PROBLEM DESCRIPTION
Copy out only the span from the line with "Where can you see the wall air" to the end of the data, both ends kept, word for word.

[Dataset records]
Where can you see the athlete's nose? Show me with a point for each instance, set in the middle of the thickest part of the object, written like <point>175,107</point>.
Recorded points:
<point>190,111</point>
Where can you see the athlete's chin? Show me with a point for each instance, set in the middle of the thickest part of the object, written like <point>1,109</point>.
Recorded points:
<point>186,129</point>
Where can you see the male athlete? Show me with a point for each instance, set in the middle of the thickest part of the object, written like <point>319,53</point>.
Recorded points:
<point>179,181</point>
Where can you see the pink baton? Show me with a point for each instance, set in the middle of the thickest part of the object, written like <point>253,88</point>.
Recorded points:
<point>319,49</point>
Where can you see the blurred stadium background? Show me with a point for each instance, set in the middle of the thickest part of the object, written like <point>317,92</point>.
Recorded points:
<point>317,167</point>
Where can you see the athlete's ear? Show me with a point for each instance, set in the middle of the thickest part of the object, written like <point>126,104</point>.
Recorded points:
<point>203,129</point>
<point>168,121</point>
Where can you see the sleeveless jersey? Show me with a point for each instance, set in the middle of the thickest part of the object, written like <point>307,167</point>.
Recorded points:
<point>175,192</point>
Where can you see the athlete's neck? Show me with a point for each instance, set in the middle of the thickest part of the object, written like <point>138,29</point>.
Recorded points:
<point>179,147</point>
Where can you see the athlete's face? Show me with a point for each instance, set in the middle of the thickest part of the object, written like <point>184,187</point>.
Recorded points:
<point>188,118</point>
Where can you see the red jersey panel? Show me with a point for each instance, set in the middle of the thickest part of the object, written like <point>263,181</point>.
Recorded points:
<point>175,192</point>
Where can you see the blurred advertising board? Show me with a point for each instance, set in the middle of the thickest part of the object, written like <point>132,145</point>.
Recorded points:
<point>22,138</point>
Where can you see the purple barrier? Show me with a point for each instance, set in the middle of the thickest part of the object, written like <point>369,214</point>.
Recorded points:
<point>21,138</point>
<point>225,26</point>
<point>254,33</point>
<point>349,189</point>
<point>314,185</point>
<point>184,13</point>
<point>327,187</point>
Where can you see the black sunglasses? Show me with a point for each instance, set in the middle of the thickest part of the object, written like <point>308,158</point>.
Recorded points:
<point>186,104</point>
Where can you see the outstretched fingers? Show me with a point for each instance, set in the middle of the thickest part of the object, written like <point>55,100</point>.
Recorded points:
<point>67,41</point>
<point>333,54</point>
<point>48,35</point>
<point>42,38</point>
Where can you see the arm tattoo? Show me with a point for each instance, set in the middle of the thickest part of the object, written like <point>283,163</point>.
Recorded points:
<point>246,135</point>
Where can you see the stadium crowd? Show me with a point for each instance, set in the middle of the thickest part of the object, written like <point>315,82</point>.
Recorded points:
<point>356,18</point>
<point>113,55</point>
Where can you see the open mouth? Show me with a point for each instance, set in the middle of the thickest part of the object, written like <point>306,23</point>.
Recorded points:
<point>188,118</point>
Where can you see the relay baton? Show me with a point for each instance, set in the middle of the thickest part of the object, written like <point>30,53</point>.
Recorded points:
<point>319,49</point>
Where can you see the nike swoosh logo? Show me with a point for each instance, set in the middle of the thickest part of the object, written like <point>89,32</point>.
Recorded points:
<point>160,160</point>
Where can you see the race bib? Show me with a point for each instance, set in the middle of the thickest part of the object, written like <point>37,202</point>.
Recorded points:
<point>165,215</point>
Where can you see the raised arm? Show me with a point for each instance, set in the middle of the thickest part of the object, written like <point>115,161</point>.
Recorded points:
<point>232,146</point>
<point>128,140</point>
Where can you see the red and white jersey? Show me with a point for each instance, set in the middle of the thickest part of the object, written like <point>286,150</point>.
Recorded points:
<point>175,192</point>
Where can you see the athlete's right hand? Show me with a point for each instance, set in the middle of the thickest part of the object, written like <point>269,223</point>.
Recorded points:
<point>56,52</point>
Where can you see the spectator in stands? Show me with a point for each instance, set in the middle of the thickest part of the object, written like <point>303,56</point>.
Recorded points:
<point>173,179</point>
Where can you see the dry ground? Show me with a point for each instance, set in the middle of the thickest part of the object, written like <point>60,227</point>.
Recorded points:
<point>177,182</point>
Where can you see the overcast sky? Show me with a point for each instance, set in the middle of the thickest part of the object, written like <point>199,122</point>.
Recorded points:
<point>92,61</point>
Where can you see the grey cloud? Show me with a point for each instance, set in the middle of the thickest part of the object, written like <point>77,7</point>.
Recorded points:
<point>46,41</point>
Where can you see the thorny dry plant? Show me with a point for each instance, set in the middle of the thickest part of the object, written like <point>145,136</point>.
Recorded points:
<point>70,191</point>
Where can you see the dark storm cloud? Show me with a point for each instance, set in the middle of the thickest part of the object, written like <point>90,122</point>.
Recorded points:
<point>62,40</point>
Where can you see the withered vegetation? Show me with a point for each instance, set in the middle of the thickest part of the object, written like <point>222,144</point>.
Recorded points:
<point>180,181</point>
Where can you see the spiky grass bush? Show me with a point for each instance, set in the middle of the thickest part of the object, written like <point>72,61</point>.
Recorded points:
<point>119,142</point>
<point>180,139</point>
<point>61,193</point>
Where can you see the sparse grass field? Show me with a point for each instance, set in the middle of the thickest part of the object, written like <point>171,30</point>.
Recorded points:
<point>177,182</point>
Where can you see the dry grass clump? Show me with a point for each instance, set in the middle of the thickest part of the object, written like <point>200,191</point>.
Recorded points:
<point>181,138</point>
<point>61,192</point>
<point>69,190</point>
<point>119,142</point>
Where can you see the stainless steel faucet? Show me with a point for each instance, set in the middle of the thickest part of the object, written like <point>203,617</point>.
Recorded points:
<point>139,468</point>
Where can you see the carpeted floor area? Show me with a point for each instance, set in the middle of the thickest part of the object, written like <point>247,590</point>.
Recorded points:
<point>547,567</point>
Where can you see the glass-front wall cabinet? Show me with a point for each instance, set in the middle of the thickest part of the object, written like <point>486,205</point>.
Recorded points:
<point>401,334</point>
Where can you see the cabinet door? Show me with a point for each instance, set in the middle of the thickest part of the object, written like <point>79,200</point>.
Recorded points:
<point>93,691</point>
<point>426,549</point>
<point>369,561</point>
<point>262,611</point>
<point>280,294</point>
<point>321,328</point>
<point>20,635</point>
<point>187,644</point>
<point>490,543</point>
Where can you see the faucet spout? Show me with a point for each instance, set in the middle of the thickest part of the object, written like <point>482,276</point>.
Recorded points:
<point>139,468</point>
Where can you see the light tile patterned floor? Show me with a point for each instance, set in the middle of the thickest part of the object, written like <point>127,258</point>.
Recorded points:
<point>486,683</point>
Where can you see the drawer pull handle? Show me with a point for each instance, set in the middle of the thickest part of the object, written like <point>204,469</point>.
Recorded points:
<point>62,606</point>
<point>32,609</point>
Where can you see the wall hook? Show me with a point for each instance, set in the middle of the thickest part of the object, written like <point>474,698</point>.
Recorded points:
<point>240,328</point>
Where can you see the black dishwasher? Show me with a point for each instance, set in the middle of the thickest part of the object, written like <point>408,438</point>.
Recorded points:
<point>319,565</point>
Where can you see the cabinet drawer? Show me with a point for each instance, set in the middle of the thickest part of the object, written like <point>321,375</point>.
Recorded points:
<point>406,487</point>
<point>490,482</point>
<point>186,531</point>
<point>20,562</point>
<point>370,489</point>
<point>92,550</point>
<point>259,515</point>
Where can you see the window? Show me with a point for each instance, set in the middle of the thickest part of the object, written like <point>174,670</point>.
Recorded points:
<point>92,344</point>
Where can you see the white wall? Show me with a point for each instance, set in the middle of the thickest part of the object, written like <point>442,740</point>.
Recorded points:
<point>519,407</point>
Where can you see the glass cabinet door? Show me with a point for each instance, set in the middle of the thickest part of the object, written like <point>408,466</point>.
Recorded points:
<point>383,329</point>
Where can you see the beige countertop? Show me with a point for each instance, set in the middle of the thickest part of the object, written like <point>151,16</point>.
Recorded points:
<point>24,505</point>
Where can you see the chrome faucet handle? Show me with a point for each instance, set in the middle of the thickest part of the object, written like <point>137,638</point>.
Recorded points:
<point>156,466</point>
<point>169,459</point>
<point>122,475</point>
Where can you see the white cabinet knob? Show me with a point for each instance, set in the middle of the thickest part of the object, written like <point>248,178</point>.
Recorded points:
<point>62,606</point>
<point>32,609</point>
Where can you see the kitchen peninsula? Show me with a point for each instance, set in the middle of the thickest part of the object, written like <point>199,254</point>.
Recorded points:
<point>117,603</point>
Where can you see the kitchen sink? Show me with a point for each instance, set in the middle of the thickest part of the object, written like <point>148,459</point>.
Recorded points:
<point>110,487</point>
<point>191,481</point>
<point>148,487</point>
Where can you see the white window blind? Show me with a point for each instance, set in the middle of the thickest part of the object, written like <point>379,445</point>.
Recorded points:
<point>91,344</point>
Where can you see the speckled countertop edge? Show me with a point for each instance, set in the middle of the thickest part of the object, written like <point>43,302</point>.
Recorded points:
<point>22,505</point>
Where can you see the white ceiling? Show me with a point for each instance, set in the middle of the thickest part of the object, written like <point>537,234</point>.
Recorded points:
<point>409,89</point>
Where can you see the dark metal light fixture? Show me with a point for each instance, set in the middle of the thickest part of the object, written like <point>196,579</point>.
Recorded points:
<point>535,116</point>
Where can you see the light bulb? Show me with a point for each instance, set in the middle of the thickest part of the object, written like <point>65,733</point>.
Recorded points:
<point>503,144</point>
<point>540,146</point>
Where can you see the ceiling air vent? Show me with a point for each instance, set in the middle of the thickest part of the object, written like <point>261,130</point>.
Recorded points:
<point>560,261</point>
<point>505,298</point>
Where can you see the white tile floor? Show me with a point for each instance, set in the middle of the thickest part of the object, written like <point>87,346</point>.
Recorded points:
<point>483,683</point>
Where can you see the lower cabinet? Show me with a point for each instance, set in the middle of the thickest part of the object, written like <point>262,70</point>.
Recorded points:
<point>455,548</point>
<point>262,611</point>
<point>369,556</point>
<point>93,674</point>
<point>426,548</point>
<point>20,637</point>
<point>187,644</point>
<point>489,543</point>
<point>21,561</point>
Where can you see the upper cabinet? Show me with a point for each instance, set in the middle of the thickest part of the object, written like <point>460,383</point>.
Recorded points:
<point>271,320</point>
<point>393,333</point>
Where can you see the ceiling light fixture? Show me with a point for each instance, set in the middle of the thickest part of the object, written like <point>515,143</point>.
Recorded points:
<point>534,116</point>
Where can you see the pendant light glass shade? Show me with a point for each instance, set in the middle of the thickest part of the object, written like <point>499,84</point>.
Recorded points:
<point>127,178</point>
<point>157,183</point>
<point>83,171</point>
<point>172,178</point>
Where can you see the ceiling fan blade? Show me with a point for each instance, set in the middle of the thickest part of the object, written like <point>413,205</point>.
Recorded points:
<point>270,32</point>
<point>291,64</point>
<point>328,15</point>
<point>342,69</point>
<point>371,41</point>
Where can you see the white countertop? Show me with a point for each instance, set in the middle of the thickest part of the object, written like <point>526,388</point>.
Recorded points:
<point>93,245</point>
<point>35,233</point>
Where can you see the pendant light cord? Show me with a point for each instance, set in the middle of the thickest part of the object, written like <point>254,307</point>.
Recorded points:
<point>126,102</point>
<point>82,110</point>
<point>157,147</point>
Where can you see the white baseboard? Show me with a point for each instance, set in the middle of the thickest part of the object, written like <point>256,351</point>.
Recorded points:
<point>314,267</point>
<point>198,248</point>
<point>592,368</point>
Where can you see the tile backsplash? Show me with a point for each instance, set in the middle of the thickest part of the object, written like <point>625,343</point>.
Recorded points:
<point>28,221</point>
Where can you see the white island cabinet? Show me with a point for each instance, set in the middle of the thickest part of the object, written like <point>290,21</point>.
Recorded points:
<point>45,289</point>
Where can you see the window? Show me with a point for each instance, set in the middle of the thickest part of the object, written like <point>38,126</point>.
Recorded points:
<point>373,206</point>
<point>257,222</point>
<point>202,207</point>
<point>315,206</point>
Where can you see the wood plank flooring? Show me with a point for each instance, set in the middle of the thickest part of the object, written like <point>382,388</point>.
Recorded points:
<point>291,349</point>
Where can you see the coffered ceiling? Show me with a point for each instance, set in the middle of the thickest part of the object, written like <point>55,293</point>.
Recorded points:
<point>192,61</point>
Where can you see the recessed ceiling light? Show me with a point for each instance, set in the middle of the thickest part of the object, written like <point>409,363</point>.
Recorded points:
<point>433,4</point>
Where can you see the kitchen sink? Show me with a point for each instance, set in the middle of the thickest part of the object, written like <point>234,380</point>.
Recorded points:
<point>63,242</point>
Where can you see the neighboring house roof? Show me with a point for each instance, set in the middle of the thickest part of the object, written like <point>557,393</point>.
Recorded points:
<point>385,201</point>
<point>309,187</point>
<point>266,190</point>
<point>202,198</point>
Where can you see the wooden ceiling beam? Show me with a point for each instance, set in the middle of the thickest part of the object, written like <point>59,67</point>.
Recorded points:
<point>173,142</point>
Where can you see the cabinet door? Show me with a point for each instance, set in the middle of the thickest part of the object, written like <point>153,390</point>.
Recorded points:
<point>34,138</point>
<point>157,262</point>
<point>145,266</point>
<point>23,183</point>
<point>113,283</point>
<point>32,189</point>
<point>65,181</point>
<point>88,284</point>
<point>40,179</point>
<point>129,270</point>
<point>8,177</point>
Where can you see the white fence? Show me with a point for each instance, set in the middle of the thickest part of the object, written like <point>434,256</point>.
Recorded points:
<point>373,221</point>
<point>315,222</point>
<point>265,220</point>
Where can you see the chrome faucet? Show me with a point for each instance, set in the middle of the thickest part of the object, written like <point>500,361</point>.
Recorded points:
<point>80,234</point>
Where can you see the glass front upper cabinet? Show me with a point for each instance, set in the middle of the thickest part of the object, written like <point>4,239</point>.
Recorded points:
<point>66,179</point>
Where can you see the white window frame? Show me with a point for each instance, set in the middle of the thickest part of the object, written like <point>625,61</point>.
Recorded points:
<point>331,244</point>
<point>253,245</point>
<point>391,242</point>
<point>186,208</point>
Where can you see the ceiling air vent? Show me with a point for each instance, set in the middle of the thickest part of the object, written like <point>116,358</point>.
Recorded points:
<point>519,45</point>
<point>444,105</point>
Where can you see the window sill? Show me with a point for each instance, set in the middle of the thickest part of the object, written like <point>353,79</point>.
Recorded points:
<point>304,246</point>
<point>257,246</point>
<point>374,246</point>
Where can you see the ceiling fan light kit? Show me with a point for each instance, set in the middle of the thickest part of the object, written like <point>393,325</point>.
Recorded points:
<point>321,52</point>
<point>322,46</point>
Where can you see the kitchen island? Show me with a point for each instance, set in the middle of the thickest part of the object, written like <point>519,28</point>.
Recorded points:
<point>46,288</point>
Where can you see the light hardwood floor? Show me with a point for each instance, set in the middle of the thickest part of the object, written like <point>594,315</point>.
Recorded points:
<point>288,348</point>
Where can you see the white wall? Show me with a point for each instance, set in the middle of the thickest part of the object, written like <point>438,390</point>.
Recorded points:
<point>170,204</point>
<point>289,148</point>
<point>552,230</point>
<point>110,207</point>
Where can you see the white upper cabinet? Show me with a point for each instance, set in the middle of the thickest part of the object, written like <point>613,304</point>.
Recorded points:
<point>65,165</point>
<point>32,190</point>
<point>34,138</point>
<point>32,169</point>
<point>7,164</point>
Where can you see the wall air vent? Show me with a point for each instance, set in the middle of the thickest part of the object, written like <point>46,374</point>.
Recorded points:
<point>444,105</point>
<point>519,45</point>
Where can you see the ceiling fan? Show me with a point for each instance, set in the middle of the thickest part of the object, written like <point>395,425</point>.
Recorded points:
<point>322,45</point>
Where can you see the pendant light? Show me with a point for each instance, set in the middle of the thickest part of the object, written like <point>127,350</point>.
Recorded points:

COMPLETED TASK
Where can you see the wall air vent? Show me with a point for each instance, set in the middle of the thickest part of the object, written like <point>46,374</point>.
Recorded points:
<point>444,105</point>
<point>519,45</point>
Where can you see the ceiling fan? Show me with a point for each instance, set in the middle of the thickest part of the object, written like <point>395,425</point>.
Recorded points:
<point>322,45</point>
Where can you see the pendant light? Show me with a point for each instance, set in the middle of the thickest part of the object, written like <point>127,350</point>.
Recorded points:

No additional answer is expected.